Instructions to follow: Where in the listing does the string "slender" appear? Copy every line that holds it.

Material for the task:
^^^^^^^^^^^^^^^^

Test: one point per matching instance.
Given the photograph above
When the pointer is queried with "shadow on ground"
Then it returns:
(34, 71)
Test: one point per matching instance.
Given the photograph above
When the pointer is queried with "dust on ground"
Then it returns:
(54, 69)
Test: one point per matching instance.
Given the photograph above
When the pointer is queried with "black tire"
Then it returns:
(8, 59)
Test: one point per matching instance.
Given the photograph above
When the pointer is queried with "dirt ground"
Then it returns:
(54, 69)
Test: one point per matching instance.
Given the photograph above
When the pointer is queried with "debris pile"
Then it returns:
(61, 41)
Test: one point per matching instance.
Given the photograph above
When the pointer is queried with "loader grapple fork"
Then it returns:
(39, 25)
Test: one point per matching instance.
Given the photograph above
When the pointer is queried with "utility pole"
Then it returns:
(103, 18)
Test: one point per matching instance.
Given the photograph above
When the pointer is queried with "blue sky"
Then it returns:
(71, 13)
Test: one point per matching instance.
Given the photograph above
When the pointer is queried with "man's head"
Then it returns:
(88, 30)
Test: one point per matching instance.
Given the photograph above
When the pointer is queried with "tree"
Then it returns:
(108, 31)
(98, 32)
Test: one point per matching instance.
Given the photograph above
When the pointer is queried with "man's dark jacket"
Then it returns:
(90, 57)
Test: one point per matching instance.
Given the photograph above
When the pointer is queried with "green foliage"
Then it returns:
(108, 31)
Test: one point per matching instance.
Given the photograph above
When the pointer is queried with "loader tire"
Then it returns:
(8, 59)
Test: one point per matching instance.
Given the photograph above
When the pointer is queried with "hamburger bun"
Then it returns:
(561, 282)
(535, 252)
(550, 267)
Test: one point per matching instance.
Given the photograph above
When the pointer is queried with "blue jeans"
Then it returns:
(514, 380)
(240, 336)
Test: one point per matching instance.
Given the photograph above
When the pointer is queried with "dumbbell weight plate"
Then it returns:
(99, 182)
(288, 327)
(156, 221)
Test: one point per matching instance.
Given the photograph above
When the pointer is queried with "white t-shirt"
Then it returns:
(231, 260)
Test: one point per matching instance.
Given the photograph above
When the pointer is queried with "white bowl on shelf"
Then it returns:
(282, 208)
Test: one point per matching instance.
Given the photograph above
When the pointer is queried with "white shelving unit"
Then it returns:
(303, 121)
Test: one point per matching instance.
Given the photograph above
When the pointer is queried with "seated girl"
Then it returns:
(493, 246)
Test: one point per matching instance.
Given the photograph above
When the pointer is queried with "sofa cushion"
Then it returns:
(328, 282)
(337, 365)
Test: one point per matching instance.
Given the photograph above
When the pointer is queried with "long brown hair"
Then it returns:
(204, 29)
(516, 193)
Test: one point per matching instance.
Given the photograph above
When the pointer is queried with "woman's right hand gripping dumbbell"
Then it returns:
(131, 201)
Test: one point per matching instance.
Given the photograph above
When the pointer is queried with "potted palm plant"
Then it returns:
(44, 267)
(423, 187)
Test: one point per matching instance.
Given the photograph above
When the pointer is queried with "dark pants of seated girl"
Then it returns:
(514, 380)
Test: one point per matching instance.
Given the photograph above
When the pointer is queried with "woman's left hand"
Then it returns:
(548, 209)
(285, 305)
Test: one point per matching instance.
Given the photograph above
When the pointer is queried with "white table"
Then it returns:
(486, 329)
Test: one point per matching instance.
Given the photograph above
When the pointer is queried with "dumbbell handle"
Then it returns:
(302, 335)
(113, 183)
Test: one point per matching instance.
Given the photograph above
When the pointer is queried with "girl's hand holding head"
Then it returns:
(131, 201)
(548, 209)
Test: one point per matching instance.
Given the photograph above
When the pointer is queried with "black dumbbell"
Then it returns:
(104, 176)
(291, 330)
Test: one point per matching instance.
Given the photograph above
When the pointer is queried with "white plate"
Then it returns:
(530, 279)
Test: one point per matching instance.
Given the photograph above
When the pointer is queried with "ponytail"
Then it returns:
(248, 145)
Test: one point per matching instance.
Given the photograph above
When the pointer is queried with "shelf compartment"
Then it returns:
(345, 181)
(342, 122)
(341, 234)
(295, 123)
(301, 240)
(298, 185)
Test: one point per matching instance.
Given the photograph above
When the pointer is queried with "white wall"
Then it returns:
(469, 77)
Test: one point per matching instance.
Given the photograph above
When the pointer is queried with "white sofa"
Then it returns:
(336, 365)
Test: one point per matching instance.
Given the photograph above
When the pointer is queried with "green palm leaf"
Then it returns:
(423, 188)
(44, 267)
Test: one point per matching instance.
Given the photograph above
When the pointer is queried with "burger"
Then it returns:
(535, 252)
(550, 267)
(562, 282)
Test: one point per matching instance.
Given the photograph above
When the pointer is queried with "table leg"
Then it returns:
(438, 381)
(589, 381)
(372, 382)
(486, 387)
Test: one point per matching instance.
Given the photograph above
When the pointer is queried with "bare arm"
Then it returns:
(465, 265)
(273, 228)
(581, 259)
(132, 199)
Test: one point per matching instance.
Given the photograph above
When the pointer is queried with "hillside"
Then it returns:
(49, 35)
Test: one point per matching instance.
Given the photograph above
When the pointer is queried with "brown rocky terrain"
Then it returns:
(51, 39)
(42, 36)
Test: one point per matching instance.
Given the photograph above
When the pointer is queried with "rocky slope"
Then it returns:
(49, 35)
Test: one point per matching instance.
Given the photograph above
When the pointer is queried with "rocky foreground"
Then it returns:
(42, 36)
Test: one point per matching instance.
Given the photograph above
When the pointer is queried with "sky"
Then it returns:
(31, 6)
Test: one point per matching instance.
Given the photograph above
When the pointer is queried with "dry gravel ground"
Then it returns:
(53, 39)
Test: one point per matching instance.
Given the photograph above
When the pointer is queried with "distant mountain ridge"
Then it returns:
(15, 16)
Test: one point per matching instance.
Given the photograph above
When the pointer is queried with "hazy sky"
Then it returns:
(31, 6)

^^^^^^^^^^^^^^^^

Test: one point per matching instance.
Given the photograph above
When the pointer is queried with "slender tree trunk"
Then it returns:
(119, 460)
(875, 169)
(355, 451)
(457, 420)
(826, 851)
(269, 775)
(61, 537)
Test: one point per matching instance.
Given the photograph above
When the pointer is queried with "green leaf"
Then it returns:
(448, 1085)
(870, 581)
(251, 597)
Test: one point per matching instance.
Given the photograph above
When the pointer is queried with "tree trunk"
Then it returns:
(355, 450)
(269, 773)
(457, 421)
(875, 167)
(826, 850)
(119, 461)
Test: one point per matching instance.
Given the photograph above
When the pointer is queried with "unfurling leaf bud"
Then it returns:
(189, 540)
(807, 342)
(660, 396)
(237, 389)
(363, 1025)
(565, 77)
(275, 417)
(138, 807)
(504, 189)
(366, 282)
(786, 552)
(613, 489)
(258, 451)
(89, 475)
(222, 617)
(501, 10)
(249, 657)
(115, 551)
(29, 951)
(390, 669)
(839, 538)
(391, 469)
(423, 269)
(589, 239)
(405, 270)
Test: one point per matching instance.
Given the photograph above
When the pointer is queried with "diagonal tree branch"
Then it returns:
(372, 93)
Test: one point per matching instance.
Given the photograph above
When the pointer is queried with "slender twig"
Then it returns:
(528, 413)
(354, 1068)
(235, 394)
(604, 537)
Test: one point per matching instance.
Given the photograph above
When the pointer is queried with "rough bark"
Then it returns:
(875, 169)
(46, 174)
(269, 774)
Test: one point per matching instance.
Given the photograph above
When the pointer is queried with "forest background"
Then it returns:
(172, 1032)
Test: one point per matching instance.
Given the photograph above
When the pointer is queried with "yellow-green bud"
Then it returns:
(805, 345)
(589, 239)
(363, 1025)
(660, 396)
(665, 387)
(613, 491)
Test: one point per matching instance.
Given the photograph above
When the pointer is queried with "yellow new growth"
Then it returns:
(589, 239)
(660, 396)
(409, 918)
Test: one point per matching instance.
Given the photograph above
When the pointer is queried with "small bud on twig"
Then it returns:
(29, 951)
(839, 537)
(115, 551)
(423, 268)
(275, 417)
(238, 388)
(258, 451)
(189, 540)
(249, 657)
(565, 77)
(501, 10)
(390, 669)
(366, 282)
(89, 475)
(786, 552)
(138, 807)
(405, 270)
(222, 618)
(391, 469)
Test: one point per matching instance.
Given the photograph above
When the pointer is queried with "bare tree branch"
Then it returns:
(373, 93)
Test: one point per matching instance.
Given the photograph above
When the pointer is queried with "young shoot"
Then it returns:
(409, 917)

^^^^^^^^^^^^^^^^

Exercise solution:
When the pointer is queried with "slender tree trunk"
When the pointer is queried with "slender twig"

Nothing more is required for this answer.